(Text block)
# Image Table Scraper
This notebook loads `sw_images/engagement.png`, uses EasyOCR to extract text, identifies the table starting with "Metric", and creates a DataFrame.

In [1]:
# Install dependencies if not present
# !pip install easyocr pandas opencv-python-headless

import easyocr
import pandas as pd
import numpy as np
import warnings
import re
import glob
import os
warnings.filterwarnings("ignore")

In [2]:
image_path = 'sw_images/engagement.png'
print(f"Target Image: {image_path}")

Target Image: sw_images/engagement.png


In [3]:
# Initialize EasyOCR Reader
reader = easyocr.Reader(['en'])

# Read text from image
# output format: [[bounding_box], text, confidence]
results = reader.readtext(image_path)

# Filter for useful low-confidence text if needed, but usually default is fine
print(f"Extracted {len(results)} text elements.")

Neither CUDA nor MPS are available - defaulting to CPU. Note: This module is much faster with a GPU.


Extracted 50 text elements.


In [4]:
# Logic to reconstruct the table

# 1. Convert results to a list of dicts for easier handling
text_data = []
for (bbox, text, prob) in results:
    # bbox points: [top_left, top_right, bottom_right, bottom_left]
    # Get center y for row grouping
    tl, tr, br, bl = bbox
    y_center = (tl[1] + bl[1]) / 2
    x_center = (tl[0] + tr[0]) / 2
    text_data.append({'text': text, 'y': y_center, 'x': x_center, 'bbox': bbox})

# 2. Group by Rows (grouping text elements that are on the same line with some tolerance)
df_text = pd.DataFrame(text_data)
df_text = df_text.sort_values(by='y')

rows = []
current_row = []
last_y = -1
y_tolerance = 15  # Adjust based on image resolution

for index, row in df_text.iterrows():
    if last_y == -1 or abs(row['y'] - last_y) < y_tolerance:
        current_row.append(row)
        # update last_y to average or keep it? moving average might be better for slight skews
        last_y = row['y']
    else:
        # Sort the completed row by X to get columns
        current_row.sort(key=lambda x: x['x'])
        rows.append(current_row)
        
        # Start new row
        current_row = [row]
        last_y = row['y']

# Append the last row
if current_row:
    current_row.sort(key=lambda x: x['x'])
    rows.append(current_row)

# 3. Find the Header Row (containing "Metric")

(Instruction 1)
Answer these questions about the notebook:
(a) Which image file does it load?
(b) What value is assigned to y_tolerance?
(c) How many text elements did EasyOCR report extracting?
The notebook and the listing come from separate, unrelated sources.

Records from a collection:
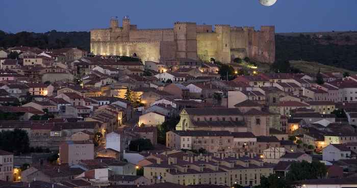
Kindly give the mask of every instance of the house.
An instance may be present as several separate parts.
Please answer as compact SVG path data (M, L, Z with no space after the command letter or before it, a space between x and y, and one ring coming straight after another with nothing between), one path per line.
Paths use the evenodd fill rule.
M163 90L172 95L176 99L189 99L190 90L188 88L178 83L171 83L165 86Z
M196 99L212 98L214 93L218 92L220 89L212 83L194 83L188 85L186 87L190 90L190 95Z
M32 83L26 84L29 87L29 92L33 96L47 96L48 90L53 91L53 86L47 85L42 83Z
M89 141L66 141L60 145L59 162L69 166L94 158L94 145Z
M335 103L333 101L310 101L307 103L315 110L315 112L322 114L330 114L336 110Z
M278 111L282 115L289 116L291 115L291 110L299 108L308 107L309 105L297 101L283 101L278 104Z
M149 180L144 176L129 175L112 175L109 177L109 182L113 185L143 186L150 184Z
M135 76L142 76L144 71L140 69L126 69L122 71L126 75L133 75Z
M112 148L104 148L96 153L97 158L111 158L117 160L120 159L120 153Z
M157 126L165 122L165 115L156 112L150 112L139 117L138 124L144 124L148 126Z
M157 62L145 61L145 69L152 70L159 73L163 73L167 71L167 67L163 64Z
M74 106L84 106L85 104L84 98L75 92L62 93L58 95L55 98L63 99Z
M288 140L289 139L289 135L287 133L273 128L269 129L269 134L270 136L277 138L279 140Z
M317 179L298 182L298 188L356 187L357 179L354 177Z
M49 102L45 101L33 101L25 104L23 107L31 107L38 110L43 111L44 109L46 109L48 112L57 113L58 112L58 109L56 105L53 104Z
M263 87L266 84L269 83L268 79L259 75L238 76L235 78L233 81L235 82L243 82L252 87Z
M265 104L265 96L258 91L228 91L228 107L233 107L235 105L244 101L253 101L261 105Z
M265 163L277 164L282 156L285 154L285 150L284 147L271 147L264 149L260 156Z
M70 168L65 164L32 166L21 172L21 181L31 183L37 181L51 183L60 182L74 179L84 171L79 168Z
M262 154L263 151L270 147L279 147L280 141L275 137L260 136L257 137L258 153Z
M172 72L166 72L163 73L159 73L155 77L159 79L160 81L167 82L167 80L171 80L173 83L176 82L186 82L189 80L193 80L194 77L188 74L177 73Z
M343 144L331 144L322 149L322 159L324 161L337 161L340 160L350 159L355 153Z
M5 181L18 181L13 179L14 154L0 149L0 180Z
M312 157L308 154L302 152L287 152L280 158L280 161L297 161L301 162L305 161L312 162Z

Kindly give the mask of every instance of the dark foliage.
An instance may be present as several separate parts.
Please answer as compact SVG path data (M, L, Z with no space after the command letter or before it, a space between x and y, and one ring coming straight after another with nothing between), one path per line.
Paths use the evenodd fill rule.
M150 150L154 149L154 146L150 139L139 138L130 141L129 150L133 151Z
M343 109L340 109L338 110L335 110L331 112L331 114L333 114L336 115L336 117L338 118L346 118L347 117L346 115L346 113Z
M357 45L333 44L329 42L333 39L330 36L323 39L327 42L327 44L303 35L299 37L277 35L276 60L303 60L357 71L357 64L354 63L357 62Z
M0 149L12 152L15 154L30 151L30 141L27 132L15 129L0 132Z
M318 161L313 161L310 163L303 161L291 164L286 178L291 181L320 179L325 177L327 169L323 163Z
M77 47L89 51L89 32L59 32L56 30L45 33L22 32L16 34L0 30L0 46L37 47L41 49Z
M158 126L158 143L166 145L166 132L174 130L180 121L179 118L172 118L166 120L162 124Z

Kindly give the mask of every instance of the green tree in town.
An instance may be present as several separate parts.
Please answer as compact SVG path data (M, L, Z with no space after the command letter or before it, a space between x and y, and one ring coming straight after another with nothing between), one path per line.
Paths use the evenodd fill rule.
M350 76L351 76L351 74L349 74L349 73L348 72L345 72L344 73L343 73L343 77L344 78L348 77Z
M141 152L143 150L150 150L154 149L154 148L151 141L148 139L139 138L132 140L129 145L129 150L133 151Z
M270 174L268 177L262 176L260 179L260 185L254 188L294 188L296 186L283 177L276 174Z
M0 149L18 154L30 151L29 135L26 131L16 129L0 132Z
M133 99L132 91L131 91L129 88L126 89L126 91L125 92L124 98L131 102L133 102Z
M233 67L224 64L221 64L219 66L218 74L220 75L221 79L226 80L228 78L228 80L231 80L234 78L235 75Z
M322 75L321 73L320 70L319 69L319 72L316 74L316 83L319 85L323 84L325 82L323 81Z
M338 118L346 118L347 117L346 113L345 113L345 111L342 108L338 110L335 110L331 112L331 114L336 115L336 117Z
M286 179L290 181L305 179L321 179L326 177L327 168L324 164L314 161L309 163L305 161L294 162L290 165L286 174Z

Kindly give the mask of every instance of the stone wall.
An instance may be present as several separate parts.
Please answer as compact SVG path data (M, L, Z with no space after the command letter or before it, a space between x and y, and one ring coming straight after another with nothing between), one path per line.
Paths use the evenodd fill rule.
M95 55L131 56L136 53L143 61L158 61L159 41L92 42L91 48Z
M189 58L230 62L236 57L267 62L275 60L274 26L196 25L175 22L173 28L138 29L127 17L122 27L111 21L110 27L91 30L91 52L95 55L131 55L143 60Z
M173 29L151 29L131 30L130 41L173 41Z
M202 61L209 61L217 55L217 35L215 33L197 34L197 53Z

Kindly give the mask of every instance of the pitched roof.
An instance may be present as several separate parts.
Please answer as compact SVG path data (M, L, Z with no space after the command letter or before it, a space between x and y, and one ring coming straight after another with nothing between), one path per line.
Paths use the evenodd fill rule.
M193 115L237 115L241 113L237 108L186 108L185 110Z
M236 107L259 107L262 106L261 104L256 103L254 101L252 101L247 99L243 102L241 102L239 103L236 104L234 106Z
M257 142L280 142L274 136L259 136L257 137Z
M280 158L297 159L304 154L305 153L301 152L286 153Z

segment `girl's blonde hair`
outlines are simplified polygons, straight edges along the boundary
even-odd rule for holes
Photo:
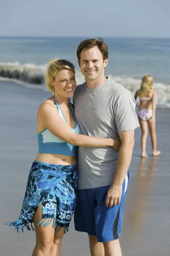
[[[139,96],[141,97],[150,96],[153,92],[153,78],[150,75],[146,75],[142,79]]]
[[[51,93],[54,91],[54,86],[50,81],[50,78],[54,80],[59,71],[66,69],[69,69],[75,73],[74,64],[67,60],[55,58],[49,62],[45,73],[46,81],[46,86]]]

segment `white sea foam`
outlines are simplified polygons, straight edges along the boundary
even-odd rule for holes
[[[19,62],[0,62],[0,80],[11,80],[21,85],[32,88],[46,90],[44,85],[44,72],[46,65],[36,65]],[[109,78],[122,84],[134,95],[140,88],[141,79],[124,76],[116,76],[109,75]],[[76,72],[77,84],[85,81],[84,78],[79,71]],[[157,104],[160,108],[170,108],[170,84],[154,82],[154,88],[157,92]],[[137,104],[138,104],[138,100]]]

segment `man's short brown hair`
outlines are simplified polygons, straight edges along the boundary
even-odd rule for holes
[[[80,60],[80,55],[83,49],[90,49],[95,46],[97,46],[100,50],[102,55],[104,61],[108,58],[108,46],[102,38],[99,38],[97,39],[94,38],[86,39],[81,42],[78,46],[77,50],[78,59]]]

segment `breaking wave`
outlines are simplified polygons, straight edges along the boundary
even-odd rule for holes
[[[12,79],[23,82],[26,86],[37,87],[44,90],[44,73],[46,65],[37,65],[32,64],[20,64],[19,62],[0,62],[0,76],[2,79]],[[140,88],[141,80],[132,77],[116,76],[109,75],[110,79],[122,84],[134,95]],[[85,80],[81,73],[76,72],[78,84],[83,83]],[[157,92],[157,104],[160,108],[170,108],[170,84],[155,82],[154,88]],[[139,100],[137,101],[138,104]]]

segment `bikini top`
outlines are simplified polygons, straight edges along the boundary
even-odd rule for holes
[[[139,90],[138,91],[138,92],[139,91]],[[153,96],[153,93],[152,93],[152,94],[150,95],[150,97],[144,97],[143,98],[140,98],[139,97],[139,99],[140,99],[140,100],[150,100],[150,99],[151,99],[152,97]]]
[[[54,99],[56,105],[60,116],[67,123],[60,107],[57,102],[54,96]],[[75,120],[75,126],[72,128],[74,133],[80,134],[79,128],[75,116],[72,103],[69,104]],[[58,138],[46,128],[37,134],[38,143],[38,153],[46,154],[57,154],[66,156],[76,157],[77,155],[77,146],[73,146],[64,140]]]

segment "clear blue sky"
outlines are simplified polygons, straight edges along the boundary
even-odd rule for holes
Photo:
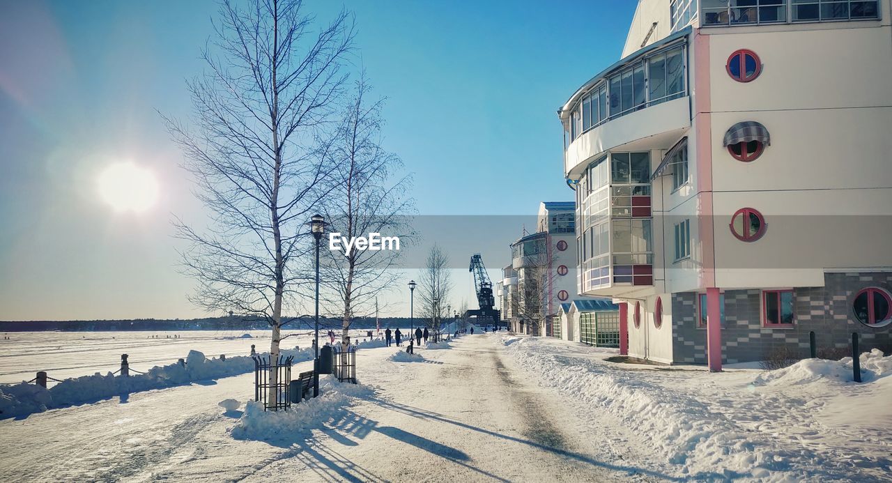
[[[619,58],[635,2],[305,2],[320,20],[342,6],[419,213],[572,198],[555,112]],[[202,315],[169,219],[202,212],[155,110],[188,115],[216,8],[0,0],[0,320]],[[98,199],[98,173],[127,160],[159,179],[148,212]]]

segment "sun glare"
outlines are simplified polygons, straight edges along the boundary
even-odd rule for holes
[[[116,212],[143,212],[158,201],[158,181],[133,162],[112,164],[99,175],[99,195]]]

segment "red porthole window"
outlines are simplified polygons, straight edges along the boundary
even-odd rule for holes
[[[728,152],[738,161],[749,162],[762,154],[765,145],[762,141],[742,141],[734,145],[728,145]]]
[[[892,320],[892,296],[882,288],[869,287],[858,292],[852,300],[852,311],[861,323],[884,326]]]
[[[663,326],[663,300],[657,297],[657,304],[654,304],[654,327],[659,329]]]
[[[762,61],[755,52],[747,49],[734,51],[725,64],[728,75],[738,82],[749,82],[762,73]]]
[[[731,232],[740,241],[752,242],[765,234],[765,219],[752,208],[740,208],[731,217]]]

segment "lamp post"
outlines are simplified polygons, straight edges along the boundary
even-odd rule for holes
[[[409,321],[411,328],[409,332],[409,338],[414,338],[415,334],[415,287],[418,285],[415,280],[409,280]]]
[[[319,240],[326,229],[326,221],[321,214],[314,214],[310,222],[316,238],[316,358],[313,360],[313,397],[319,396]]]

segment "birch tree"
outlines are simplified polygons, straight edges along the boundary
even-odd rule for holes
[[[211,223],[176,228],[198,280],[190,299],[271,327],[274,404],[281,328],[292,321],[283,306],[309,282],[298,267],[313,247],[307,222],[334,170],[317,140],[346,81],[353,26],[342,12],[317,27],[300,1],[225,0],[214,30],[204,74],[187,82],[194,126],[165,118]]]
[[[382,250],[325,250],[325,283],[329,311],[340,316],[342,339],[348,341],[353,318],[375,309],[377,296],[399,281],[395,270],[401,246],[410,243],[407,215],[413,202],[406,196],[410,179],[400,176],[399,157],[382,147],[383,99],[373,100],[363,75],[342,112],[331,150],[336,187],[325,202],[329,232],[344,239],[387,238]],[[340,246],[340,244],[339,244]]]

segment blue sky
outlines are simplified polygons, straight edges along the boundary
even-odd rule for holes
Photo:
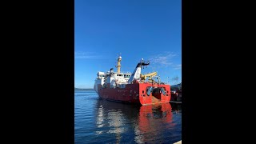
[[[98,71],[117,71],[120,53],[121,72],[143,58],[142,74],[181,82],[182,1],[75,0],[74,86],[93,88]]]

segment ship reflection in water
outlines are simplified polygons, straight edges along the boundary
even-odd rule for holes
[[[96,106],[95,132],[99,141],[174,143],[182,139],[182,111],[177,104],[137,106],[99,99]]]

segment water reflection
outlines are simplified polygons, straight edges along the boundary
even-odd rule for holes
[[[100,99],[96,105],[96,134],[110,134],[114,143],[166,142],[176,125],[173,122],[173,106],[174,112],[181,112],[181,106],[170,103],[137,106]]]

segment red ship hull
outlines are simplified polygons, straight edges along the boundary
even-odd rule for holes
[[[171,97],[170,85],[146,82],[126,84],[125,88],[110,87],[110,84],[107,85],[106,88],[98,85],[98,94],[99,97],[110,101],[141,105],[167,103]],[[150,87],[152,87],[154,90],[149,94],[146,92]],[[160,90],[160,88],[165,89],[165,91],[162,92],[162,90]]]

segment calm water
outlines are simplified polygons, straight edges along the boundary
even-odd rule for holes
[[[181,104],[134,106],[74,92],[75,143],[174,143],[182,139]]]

(Instruction 2)
In the listing, switch "simplified polygons" to "approximate polygons" in the lines starting at the one containing "segment calm water" and ending at the end of the listing. Write out only those lines, with nothing else changed.

(Exercise result 1)
(a) sw_images/engagement.png
(b) 15
(c) 50

(Exercise result 2)
segment calm water
outlines are approximate polygons, straight edges along the boundary
even-odd rule for holes
[[[181,104],[134,106],[74,92],[75,143],[174,143],[182,139]]]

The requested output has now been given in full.